Duplicate the rows below word for word, starting at the line containing "trace: whitewashed wall" and ending at the line containing "[[7,83],[6,78],[6,68],[0,67],[0,93],[6,92]]", with both of those lines included.

---------- DATA SHOWN ----------

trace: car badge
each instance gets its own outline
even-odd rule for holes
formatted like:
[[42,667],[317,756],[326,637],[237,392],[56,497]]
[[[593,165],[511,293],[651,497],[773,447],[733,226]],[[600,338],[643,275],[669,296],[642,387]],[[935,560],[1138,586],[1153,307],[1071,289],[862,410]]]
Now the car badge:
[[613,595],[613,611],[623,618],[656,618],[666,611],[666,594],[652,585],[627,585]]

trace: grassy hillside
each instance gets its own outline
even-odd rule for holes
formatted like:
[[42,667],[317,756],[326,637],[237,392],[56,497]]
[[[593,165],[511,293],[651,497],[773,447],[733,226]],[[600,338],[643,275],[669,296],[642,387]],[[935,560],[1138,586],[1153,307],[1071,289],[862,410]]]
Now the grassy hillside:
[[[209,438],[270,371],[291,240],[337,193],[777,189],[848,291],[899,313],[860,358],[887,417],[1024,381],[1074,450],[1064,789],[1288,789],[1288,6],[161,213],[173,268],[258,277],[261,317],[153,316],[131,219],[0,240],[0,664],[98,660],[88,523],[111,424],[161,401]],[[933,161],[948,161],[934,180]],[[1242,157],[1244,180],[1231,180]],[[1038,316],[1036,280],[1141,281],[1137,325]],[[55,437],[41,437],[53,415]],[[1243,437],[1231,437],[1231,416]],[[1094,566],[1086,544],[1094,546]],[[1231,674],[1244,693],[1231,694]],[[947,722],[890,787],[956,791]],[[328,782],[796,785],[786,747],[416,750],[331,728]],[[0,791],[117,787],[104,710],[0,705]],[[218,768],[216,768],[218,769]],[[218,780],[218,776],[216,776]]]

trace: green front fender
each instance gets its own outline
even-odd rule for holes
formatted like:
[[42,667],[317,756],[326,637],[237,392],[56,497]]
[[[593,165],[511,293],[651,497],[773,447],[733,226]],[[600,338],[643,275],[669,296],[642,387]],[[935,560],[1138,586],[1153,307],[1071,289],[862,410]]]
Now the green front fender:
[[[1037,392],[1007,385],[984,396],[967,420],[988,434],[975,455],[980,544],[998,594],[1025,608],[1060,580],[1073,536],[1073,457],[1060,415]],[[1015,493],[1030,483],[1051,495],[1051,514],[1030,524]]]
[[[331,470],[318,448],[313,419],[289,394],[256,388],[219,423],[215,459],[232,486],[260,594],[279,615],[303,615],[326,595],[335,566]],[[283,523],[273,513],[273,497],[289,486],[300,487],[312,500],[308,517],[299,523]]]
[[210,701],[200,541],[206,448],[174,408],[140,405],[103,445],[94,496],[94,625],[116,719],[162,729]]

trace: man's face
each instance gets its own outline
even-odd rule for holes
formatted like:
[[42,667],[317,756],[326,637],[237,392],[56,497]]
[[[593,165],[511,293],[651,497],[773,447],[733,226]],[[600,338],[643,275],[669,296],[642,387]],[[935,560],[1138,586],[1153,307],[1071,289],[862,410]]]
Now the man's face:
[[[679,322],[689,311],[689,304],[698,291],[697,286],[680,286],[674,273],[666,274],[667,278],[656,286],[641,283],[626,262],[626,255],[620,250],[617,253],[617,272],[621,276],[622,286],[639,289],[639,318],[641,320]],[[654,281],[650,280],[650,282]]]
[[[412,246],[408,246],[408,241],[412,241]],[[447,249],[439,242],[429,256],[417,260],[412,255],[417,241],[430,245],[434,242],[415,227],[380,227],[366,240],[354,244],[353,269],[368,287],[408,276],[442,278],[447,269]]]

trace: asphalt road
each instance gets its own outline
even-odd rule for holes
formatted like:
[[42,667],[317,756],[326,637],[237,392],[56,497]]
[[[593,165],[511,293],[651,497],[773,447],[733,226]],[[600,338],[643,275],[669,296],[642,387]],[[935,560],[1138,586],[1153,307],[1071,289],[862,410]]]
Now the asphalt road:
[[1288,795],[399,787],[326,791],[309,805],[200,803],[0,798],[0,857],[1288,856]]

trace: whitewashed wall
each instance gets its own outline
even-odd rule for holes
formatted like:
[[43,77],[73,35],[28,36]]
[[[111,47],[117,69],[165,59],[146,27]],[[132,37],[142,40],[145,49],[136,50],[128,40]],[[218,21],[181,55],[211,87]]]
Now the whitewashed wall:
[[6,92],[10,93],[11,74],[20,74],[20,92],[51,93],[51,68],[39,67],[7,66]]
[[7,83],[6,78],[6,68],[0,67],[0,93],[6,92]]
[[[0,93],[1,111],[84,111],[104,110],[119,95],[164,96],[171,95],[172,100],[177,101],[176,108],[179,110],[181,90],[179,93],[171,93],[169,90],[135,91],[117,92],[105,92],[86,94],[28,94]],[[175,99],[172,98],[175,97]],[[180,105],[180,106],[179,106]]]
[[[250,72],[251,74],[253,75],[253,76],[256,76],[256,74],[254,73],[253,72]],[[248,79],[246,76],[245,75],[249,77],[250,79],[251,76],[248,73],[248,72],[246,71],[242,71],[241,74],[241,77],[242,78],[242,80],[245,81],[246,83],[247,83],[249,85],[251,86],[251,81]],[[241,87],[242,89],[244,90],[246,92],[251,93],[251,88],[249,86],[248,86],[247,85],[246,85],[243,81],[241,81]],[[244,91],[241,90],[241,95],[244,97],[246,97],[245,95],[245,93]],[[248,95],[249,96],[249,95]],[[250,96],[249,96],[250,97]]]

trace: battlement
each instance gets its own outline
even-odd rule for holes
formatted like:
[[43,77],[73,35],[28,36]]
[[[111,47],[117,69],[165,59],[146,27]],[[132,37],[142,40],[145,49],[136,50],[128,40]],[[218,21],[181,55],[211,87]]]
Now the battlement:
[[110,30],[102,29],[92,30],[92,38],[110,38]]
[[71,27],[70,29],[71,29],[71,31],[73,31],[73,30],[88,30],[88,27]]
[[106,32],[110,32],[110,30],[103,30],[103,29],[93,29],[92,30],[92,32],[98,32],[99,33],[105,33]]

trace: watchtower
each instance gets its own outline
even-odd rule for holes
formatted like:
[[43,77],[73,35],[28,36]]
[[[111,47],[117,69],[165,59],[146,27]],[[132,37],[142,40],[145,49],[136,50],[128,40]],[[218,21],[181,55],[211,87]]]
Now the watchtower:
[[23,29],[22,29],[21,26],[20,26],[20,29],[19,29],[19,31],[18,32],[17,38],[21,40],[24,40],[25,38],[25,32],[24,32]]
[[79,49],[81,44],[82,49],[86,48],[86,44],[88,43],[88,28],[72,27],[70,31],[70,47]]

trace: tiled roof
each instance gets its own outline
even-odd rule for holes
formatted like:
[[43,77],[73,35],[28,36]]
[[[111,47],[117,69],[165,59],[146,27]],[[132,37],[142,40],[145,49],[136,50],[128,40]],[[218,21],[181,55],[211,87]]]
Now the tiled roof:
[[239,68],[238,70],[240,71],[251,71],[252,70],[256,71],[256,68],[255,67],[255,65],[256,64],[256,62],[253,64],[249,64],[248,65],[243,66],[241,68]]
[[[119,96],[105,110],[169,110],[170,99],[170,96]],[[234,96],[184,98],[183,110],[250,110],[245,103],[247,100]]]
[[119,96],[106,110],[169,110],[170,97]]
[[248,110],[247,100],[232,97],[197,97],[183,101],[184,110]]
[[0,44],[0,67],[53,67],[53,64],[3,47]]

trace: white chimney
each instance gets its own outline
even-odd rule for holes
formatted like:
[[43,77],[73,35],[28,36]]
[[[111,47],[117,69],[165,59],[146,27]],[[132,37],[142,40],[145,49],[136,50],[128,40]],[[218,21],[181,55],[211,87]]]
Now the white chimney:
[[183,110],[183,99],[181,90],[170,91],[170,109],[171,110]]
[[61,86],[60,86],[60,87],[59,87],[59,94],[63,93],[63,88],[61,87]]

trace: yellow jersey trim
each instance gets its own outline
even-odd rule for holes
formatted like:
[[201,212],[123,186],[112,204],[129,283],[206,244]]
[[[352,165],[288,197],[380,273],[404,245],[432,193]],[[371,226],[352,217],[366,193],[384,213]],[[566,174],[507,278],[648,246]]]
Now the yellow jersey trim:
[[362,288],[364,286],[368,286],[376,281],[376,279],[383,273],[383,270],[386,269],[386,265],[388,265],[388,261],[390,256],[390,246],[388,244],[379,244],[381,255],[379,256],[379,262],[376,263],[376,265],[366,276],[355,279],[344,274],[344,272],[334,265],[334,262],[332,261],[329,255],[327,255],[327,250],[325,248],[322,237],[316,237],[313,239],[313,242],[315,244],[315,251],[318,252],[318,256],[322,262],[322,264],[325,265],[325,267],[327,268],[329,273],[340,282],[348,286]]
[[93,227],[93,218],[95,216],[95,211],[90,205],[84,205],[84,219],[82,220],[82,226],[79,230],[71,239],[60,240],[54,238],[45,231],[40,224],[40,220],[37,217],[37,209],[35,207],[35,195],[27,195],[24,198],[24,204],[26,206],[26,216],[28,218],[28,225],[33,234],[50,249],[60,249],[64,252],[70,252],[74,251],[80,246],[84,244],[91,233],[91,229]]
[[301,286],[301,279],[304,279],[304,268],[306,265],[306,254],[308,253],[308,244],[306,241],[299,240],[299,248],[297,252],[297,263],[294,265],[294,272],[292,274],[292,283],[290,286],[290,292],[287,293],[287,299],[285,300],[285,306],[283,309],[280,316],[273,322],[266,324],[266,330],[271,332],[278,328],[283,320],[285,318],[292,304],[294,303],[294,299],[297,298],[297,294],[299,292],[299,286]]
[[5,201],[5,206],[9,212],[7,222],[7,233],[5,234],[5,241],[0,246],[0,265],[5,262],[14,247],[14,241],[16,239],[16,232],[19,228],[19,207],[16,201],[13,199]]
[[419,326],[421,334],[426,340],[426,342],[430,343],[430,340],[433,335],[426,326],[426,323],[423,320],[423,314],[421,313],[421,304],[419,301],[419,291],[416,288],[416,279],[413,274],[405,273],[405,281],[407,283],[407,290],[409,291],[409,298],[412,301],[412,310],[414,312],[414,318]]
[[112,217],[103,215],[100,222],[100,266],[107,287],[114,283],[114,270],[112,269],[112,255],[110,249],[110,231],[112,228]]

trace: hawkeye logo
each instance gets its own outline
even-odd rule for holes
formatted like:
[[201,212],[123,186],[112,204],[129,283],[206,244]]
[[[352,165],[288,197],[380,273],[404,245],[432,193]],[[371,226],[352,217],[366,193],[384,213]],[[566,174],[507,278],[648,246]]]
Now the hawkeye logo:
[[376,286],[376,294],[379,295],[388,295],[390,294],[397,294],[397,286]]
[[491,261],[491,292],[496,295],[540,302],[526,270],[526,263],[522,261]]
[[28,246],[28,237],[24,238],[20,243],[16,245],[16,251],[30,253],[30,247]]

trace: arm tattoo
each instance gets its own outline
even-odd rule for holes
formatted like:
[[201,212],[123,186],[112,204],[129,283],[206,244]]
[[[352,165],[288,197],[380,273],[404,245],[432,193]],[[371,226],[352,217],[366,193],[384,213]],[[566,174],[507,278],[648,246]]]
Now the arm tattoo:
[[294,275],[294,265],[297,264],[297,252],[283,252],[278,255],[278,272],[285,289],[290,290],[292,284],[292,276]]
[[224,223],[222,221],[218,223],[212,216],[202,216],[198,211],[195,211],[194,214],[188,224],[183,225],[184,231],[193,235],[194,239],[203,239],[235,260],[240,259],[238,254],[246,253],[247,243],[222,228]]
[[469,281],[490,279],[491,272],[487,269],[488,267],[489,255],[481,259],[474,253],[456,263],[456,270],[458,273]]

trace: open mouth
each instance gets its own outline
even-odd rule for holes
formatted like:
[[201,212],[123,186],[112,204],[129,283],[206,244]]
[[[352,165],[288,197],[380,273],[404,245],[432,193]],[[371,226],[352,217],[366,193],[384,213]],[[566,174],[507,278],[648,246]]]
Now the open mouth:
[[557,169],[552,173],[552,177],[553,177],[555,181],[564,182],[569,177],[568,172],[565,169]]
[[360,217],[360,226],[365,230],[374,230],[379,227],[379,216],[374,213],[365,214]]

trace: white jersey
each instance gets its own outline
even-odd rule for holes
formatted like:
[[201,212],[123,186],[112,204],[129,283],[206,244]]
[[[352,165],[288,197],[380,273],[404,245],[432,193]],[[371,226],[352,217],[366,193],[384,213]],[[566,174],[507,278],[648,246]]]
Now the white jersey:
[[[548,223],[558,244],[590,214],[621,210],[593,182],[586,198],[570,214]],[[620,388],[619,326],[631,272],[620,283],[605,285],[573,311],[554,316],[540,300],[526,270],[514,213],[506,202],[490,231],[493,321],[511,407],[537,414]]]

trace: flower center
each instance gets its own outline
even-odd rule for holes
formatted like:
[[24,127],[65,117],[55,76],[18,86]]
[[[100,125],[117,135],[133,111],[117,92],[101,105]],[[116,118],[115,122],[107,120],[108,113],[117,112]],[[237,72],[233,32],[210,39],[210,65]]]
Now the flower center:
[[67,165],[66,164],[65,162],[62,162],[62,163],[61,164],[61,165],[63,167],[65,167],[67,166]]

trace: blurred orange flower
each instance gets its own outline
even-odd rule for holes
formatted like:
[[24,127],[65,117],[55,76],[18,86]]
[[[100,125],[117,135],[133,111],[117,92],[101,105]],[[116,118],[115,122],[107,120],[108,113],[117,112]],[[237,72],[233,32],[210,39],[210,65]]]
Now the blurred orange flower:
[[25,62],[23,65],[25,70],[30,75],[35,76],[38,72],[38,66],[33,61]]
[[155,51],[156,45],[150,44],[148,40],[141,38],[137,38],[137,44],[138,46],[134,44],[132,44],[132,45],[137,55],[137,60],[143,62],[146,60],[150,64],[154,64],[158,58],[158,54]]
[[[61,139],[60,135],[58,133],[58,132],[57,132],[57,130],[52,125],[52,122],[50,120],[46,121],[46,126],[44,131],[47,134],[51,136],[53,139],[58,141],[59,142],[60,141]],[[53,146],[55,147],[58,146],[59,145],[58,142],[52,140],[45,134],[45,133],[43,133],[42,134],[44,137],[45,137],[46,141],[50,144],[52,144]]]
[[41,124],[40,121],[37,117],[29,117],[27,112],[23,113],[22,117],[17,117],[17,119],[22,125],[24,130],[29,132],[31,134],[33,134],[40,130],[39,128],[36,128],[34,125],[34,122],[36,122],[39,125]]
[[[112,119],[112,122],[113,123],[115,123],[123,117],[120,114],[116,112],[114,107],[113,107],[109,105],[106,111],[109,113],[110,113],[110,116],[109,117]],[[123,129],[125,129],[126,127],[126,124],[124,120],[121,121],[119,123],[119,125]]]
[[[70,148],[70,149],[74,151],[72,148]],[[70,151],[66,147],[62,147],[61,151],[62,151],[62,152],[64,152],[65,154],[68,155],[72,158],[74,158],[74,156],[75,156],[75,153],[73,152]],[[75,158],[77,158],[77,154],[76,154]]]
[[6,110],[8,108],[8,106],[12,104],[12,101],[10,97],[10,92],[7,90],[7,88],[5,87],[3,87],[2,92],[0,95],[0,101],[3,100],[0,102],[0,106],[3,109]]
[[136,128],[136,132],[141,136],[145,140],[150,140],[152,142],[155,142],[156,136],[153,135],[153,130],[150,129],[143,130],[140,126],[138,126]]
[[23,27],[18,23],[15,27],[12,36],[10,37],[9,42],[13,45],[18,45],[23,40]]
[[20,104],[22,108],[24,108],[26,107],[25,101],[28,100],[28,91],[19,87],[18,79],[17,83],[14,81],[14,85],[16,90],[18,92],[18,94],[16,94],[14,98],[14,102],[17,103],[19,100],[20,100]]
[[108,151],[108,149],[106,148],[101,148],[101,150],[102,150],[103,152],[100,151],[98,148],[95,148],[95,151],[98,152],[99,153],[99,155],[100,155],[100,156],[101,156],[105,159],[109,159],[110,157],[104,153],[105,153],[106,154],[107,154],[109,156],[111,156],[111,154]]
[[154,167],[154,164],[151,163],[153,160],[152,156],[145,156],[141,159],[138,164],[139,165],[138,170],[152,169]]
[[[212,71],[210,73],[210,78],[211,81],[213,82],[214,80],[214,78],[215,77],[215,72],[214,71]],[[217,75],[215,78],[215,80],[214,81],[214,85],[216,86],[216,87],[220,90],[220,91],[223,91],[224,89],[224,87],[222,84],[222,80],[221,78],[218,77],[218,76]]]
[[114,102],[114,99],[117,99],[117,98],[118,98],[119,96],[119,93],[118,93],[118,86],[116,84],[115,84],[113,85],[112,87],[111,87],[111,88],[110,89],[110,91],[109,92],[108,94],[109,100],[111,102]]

----------

[SOLUTION BELOW]
trace: whitewashed wall
each instance gets its own outline
even-odd rule for holes
formatted like:
[[43,77],[73,35],[28,36]]
[[[111,47],[117,69],[165,59],[146,27]],[[132,37],[142,40],[145,49],[136,50],[128,40]],[[218,21],[181,55],[211,87]]]
Now the whitewashed wall:
[[6,92],[10,93],[11,74],[20,74],[20,92],[51,93],[51,68],[39,67],[7,66]]
[[7,83],[6,78],[6,68],[0,67],[0,93],[6,92]]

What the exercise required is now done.